REQUIRED WORK:
Could the data below be printed out exactly, with the pictures left out?

[Saved data entries]
※ ※ ※
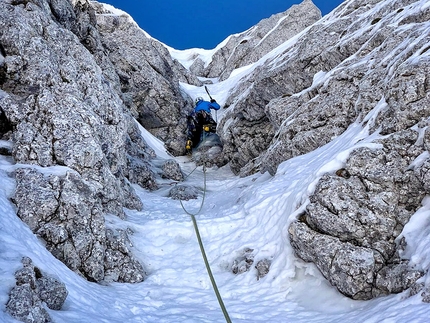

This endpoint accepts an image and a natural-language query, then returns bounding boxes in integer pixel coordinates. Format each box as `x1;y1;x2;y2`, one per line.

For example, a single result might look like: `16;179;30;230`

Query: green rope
179;166;232;323
183;165;198;180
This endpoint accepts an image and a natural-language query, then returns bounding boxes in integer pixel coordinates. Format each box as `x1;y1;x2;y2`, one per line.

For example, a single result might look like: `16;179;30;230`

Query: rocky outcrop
259;24;430;175
284;0;430;300
161;159;184;181
104;228;146;283
212;0;430;299
6;257;68;323
0;0;150;283
219;0;430;177
191;0;321;81
92;2;198;156
290;129;428;299
13;168;146;283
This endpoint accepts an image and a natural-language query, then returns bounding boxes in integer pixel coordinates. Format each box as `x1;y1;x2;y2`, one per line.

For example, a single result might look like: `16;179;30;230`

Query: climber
186;97;220;154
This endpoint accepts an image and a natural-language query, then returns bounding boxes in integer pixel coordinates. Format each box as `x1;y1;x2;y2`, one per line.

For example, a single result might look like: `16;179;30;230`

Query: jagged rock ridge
189;0;322;81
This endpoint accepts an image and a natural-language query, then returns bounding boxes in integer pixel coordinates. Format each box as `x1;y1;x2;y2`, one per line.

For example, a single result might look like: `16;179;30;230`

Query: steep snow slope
1;109;430;322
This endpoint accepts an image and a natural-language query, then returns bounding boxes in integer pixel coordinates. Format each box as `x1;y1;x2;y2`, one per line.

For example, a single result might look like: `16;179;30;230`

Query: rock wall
0;0;152;283
92;2;199;155
214;0;429;299
204;0;430;299
218;0;430;177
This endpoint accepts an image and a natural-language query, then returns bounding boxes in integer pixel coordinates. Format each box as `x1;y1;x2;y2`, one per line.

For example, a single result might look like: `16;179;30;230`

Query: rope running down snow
179;165;232;323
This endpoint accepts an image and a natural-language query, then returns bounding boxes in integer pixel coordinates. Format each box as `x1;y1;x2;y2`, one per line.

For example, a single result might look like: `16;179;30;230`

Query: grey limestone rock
125;156;158;191
92;2;196;156
374;263;424;297
37;276;68;311
162;159;185;181
169;184;199;201
7;284;51;323
218;0;430;177
289;221;385;300
189;57;205;77
255;259;271;280
0;0;155;285
289;129;428;299
0;0;149;213
104;228;146;283
6;257;67;323
202;0;322;81
13;167;145;284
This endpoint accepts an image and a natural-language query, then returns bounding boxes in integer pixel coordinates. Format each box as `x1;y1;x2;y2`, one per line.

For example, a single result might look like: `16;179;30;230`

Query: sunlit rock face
191;0;322;81
218;0;429;178
214;0;430;299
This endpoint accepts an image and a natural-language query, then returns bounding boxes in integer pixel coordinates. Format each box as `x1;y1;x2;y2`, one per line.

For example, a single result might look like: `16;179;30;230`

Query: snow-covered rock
290;130;427;299
161;159;185;181
267;0;428;299
219;0;430;177
193;0;321;81
168;184;199;200
13;168;146;283
214;0;430;299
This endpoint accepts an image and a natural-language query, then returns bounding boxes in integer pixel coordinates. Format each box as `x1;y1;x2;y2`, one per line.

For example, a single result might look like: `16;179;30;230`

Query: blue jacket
194;100;220;114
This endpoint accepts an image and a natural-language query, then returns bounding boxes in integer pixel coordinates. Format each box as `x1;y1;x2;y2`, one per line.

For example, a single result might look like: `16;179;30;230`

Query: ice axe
205;86;218;122
205;85;213;101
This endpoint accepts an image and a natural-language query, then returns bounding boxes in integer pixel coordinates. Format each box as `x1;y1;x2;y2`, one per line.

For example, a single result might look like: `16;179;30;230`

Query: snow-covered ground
1;0;430;321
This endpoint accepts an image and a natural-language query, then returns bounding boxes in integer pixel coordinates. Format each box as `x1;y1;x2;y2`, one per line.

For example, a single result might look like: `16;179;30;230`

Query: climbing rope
183;164;199;180
179;165;232;323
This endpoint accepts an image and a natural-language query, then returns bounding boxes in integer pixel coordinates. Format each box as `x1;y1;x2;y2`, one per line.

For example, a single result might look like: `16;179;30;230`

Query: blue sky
101;0;344;50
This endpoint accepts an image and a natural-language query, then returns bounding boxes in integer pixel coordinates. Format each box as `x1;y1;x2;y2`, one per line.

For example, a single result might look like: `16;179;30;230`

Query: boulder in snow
169;184;199;201
6;257;68;323
162;159;185;182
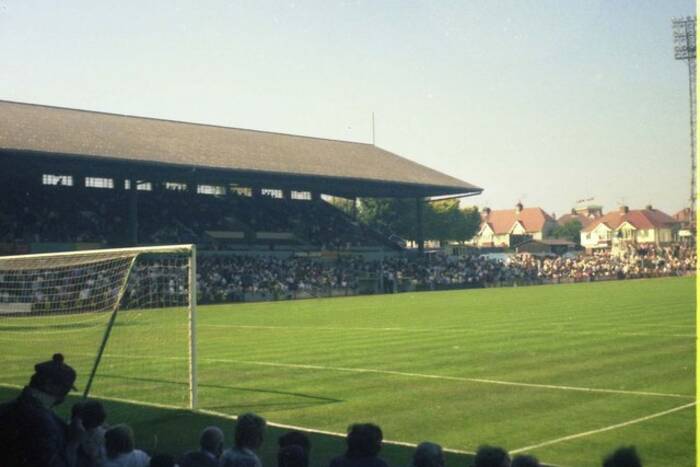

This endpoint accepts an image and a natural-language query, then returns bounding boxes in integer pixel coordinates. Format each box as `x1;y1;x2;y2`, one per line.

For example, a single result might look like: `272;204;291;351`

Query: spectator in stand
73;400;108;467
511;455;540;467
278;431;311;458
0;353;83;467
220;413;266;467
180;426;225;467
277;445;307;467
473;445;510;467
411;442;444;467
102;424;150;467
329;423;388;467
602;446;642;467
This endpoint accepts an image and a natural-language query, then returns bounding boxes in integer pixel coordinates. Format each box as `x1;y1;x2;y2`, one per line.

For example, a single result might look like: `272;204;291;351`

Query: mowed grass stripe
194;359;688;462
0;276;694;467
205;320;693;394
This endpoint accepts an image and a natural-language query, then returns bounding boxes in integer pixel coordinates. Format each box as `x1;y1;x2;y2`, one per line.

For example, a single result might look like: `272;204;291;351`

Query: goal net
0;244;197;409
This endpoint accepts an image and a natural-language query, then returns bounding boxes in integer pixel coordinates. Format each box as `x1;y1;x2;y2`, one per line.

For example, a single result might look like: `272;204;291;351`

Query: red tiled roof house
475;203;558;248
580;205;679;252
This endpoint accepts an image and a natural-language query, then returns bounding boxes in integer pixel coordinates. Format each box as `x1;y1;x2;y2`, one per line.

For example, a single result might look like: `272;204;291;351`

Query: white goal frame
0;244;198;409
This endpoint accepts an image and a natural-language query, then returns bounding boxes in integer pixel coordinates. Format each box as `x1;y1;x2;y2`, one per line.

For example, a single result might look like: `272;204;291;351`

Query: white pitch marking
47;351;696;400
509;401;697;454
205;358;696;400
199;324;696;339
※ ※ ※
RESULT OF THIS EXERCISE:
This endpoint accepts an image and a natural-language query, then returns bounding boxes in integer pixel coordinates. Format each box as `x1;y1;x2;y2`, one per line.

For example, a single result might look like: `16;179;30;230`

Query: green rope
179;166;232;323
183;165;198;180
This endpoint accepts an image and a natural-language query, then returns bounding boxes in integer pixel coordinates. Format each box as `x1;y1;x2;y2`, one per line.

For example, a single result might look like: `16;179;30;230`

Query: rocky outcrop
259;24;430;175
284;0;430;300
161;159;184;181
104;228;146;283
212;0;430;299
6;257;68;323
0;0;150;283
219;0;430;177
191;0;321;81
92;2;198;156
290;129;428;299
13;168;146;283
This endpoint accepts an image and a natural-language query, then returns bounding boxes in integer pixel coordinates. Format each box as `x1;y1;x2;y2`, one per line.

For example, a single result might look like: `16;179;30;230`

Query: climber
186;97;220;154
This endpoint accepts an image and a natural-language query, then returns bounding boxes in integer pixel coordinates. Format each box as `x1;y1;x2;y2`, one per line.

For example, a single result might look like: `16;179;30;230`

Query: jagged rock ridge
189;0;322;81
This endpoint accepts an image and a natural-language query, then returns bounding boxes in integer pixel coordinates. Format each box as `x1;y1;x2;y2`, one per line.

For example, a single result might look like: `16;179;30;230`

Query: steep snow slope
1;109;430;322
This endpoint accepts an image and a natural-language query, then returns bounding boxes in integer pixel coordinates. Format each box as `x1;y1;x2;y2`, one per line.

For example, a single result might look like: `16;179;30;230`

Query: rock wall
0;0;152;283
92;2;199;155
214;0;429;299
204;0;430;299
218;0;430;177
This endpoint accepts an image and a natural-language query, then returns bounding boxes in integer pixel coordinates. Format each box as `x1;y1;x2;y2`, one per line.

For example, a single result might look like: `16;179;30;230`

Query: rope running down snow
179;165;232;323
This endpoint accepts an image and a natural-language query, then returns bounding boxes in integer pixel coordinates. Format each box as `x1;y1;x2;y2`, one per line.

For example, a single result might look like: `16;179;30;230`

Query: grey limestone rock
125;156;158;191
92;2;196;156
374;263;424;297
37;276;68;311
162;159;185;181
169;184;199;201
7;284;51;323
218;0;430;177
289;221;385;300
189;57;205;77
255;259;271;280
0;0;155;285
289;129;428;299
0;0;149;213
104;228;146;283
6;257;67;323
202;0;322;81
13;167;145;284
This endpoint accepts an image and a natural-language query, then returns bounding boxes in integer pixel coordinates. Format each box as `x1;y1;x2;y2`, one per line.

For example, a single result might look like: `16;179;30;230`

Query: sunlit rock face
191;0;322;81
218;0;429;178
214;0;430;299
This endpoint accepts an image and a natural-language query, then returns bounding boxes in integer pixel coordinates. Format each box as `x1;y1;x2;y2`, one per line.

For example, a single result might look like: `16;179;30;230`

Query: snow-covered rock
290;130;427;299
161;159;185;181
267;0;428;299
219;0;430;177
193;0;321;81
168;184;199;200
13;168;146;283
214;0;430;299
This endpoint accepts an image and a natural-language query, then returns bounding boxes in integer pixel coordinates. Format each box as `x1;y1;x2;y2`, one per line.

For example, a single result might look like: `16;179;30;230`

Query: blue jacket
194;100;220;114
This endpoint accepts an image and a natural-language query, then returns bounding boxes in integer pixel coordinates. Format each box as `x1;y1;x2;y2`, one per line.

For example, a single result might look like: `16;179;30;230`

Query: ice axe
205;86;218;122
205;85;213;101
This endpoint accepts an image and a natural-language query, then returns bounding boxes in integer pixel coordinates. Format each box as `x1;y1;x2;y2`, one per line.

For example, a single result might look like: `16;179;30;230`

Query: snow-covered ground
1;0;430;321
This endpoint accepts an image and a natural-language query, then returns bounding boxes in integer pixel coordinates. Format each box as `x1;y1;x2;y2`, one per line.

For example, a single result might look like: `16;179;30;230`

Query: climbing rope
183;164;199;180
179;165;232;323
This endpoint accepts an image and a natural-language query, then returns bounding boxes in integer pixel coordinates. Format each box as `x1;y1;x2;y2`, one per line.

For example, a single result might look like: `16;179;30;230`

Query: blue sky
101;0;344;50
This endpoint accepts an image and a natural-language query, then returns bounding boxes in integer pixel coordinates. Format each box as `x1;y1;x2;y2`, one per line.

For example, a single result might look like: `16;179;30;230`

Query: boulder in snow
169;184;199;201
6;257;68;323
162;159;185;182

This endpoint accepts an image and a natural-language query, then returns bounding boxes in integer pixel coordinates. Format each box as `x1;y1;x2;y2`, one per line.

For example, a single result might look like: `272;204;291;351`

Query: spectator in stand
73;400;108;467
511;455;540;467
278;431;311;458
0;353;83;467
220;413;266;467
180;426;225;467
277;445;307;467
473;445;510;467
411;442;444;467
102;424;150;467
329;423;388;467
602;446;642;467
This endpoint accepts an image and a natural-language query, then returns bounding boxes in integer pixel coordinates. Format each box as `x1;y1;x2;y2`, one per line.

For example, a single result might look like: `272;204;291;351`

Query: mowed grass stripe
194;359;688;462
0;276;694;467
205;320;693;394
This endpoint accepts an image and a natural-language query, then returns bounding boxes in integer pixel coordinates. Format each box as `x1;y1;x2;y2`, one per line.

For example, a single result might look like: `272;204;291;351`

Query: goal net
0;244;197;409
This endpoint accepts an image and a natural-language query, then returns bounding boxes in integer pixel coordinates. Format each box as `x1;y1;x2;y2`, one per line.

For example, a single result might look like: `272;204;291;351`

Query: red tiled roof house
475;203;558;248
580;205;679;252
This endpoint accepts an image and a natural-language query, then returns bounding boxes in integer pixel coordinates. Format each box as `x1;y1;x2;y2`, one per line.

For example, a single result might look like: `272;204;291;351`

Query: white goal frame
0;244;198;409
This endpoint accepts an image and a natural-language query, then returns bounding boxes in integer pixel coordinates. Format each box as `x1;y1;x2;y2`, one per line.

For example, a single result might look like: `272;204;291;351`

Query: white pitch marking
47;351;696;400
509;401;697;454
205;358;696;400
199;324;696;339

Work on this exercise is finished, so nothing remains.